● What this task involves: Quote the lines below word for word, starting at the line with "of the green" and running through the end of the records. Leave the pictures out.

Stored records
-- -- --

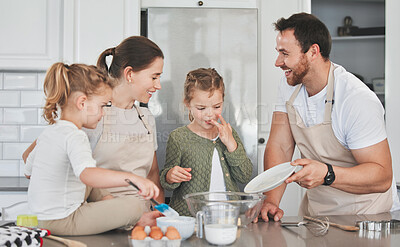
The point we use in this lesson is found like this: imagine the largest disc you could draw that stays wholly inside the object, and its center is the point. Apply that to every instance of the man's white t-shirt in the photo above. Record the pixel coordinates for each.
(357, 114)
(62, 152)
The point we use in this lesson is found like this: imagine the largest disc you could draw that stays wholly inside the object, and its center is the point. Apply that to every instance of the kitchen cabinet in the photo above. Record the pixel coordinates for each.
(91, 26)
(364, 55)
(203, 3)
(13, 204)
(31, 34)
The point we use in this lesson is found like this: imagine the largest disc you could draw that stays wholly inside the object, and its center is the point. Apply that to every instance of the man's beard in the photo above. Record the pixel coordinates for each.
(299, 72)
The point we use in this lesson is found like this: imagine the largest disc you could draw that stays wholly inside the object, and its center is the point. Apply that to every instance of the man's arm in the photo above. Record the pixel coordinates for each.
(279, 149)
(373, 174)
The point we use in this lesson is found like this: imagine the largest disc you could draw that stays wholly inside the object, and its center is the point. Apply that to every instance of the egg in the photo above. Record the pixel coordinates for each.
(156, 233)
(172, 233)
(138, 228)
(147, 230)
(138, 234)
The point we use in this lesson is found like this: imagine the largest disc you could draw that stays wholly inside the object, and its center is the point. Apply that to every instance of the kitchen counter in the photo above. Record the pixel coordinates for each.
(272, 234)
(14, 184)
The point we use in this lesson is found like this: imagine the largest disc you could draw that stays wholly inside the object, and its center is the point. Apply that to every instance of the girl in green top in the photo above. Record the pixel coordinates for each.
(205, 155)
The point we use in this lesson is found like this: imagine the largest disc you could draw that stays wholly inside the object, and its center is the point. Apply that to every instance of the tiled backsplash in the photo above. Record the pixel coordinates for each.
(21, 121)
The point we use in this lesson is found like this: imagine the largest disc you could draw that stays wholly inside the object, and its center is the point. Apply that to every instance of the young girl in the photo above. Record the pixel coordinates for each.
(205, 155)
(125, 139)
(61, 165)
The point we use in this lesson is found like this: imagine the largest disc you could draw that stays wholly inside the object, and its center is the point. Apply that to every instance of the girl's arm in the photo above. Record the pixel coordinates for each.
(28, 151)
(173, 158)
(155, 177)
(97, 177)
(240, 165)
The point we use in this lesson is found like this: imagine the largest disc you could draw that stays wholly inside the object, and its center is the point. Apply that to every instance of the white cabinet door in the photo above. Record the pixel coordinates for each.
(91, 26)
(13, 204)
(30, 33)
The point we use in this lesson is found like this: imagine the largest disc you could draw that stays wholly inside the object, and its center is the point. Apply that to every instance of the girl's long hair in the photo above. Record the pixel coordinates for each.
(202, 79)
(62, 80)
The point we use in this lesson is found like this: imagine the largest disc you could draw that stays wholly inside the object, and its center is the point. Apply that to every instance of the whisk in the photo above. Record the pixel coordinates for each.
(326, 221)
(317, 228)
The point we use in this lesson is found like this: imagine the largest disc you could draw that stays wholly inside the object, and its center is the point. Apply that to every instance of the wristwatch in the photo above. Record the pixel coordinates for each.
(330, 176)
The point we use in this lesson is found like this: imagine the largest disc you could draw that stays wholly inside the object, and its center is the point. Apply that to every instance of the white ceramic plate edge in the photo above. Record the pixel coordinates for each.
(256, 180)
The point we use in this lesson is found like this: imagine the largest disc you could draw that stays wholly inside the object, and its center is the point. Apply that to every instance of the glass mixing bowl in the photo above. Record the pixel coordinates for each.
(249, 204)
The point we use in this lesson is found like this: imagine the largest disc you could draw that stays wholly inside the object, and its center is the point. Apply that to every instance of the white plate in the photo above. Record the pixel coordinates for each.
(270, 179)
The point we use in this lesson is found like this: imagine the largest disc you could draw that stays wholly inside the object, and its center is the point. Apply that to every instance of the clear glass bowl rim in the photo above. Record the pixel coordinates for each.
(256, 196)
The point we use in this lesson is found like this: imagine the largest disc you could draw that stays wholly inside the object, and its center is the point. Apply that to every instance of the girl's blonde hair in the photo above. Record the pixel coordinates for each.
(202, 79)
(62, 80)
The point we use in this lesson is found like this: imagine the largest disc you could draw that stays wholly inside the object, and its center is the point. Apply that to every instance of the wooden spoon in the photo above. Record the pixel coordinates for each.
(343, 227)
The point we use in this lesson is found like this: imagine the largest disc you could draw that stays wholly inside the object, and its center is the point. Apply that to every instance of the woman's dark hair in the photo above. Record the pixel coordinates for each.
(308, 30)
(136, 51)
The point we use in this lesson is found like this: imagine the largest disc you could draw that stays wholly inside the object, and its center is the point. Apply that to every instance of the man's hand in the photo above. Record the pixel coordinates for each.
(312, 174)
(149, 218)
(270, 210)
(178, 174)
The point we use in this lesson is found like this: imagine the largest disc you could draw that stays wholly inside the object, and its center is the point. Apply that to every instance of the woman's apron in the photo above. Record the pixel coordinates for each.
(319, 143)
(120, 148)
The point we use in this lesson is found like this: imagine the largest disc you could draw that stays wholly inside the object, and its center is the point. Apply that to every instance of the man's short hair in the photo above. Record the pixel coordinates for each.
(308, 30)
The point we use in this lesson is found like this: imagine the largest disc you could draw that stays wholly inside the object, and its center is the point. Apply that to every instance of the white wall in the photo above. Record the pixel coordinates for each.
(392, 87)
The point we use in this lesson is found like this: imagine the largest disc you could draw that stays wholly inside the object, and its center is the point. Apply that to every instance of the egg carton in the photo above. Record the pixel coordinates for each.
(149, 242)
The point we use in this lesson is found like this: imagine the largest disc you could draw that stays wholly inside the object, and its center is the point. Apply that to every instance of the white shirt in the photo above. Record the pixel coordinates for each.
(62, 152)
(129, 121)
(357, 114)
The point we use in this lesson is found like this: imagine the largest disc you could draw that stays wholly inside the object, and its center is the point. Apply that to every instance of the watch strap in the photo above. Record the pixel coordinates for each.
(330, 175)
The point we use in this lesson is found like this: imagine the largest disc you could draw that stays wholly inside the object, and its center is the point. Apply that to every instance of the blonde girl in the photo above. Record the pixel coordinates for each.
(125, 140)
(205, 155)
(61, 165)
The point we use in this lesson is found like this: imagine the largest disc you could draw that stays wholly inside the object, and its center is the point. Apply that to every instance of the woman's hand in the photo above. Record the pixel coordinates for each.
(225, 134)
(149, 218)
(148, 189)
(178, 174)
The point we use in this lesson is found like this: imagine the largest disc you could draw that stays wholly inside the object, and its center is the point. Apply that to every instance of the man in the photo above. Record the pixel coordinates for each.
(337, 124)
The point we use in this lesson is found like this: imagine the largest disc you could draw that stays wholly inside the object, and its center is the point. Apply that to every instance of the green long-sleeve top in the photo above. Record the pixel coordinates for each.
(189, 150)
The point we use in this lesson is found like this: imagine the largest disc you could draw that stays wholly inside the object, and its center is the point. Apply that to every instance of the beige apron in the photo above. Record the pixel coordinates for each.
(319, 143)
(122, 149)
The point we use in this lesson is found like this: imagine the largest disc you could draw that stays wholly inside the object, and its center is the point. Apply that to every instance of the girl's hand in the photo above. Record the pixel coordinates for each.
(148, 189)
(225, 134)
(178, 174)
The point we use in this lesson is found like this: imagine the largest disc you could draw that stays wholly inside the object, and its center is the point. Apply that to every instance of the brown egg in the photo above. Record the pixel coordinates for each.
(138, 228)
(156, 233)
(138, 234)
(172, 233)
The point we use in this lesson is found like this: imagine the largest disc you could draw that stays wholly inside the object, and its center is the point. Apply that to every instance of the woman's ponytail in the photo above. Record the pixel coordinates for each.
(57, 89)
(102, 62)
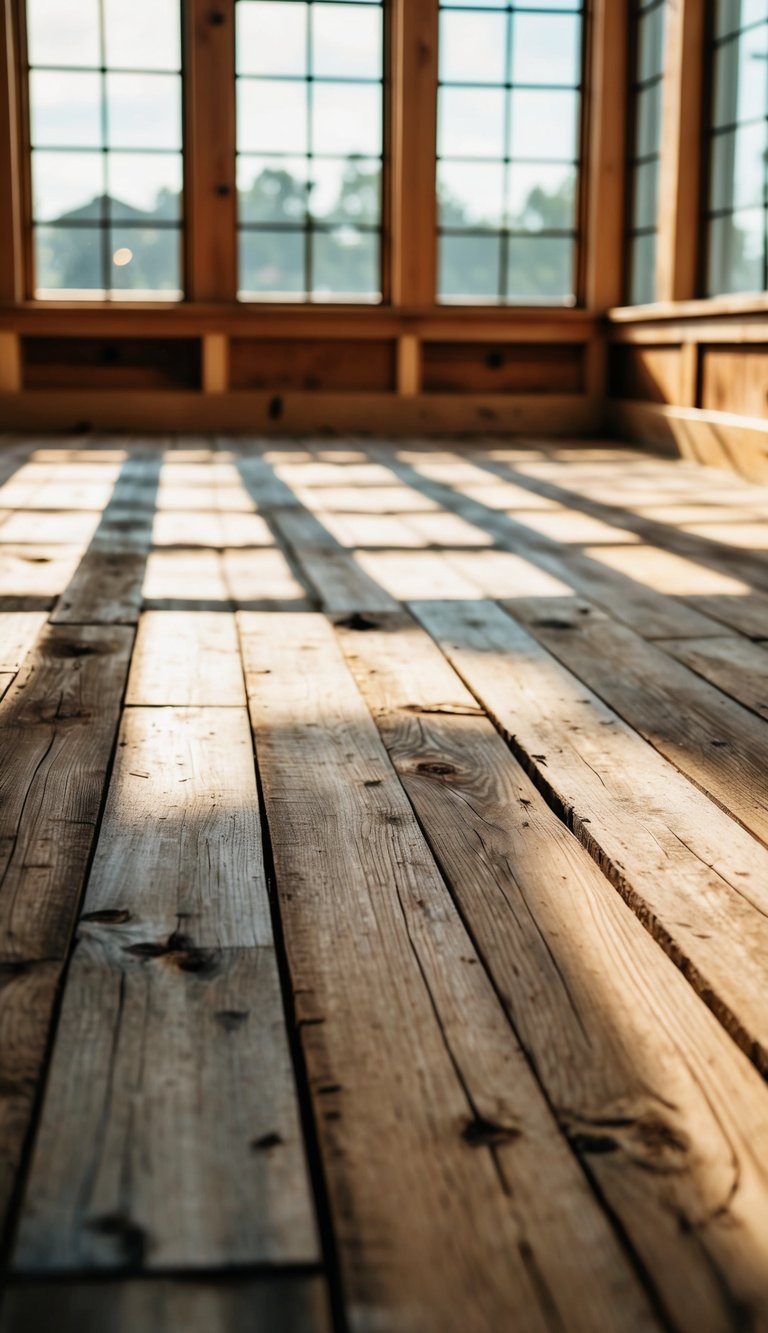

-- -- --

● Answer in full:
The point we use in this lesson is found like this: imagine the largest disc you could draw that stays wholly inside the object, and its center is the point. Apply that to every instance of the green long-sleeve top in the photo above. Record the pixel coordinates for each.
(189, 150)
The point we use in this lesson is found like this: imagine the largest disc you could draw that stays wholly inside the object, and its center is the point. Apply that to every instance of the beige apron in the photo above. Record the pixel coordinates for each.
(319, 143)
(122, 149)
The point we use in this lesson is found like this: imagine the largest disc you could draw that stays wholly inside the object, and its center is the point. Apply that to every instance of the girl's hand in the photo above. Record the pixel coordinates for each.
(148, 189)
(225, 134)
(178, 174)
The point we use in this lesson is found like this: imagine the largest disc you could draw that stays wholly inside the object, and its center is the point. Apply that to every instance of the brown egg in the photo above. Record the pixel coordinates for each.
(138, 228)
(156, 233)
(138, 234)
(172, 233)
The point we use in this lesson is found like this: imagine the largest disc you could draw that stays wholly inside the object, and its center is the point. Apply that to every instance of the woman's ponytail in the photo above. Record the pixel coordinates for each.
(57, 89)
(102, 62)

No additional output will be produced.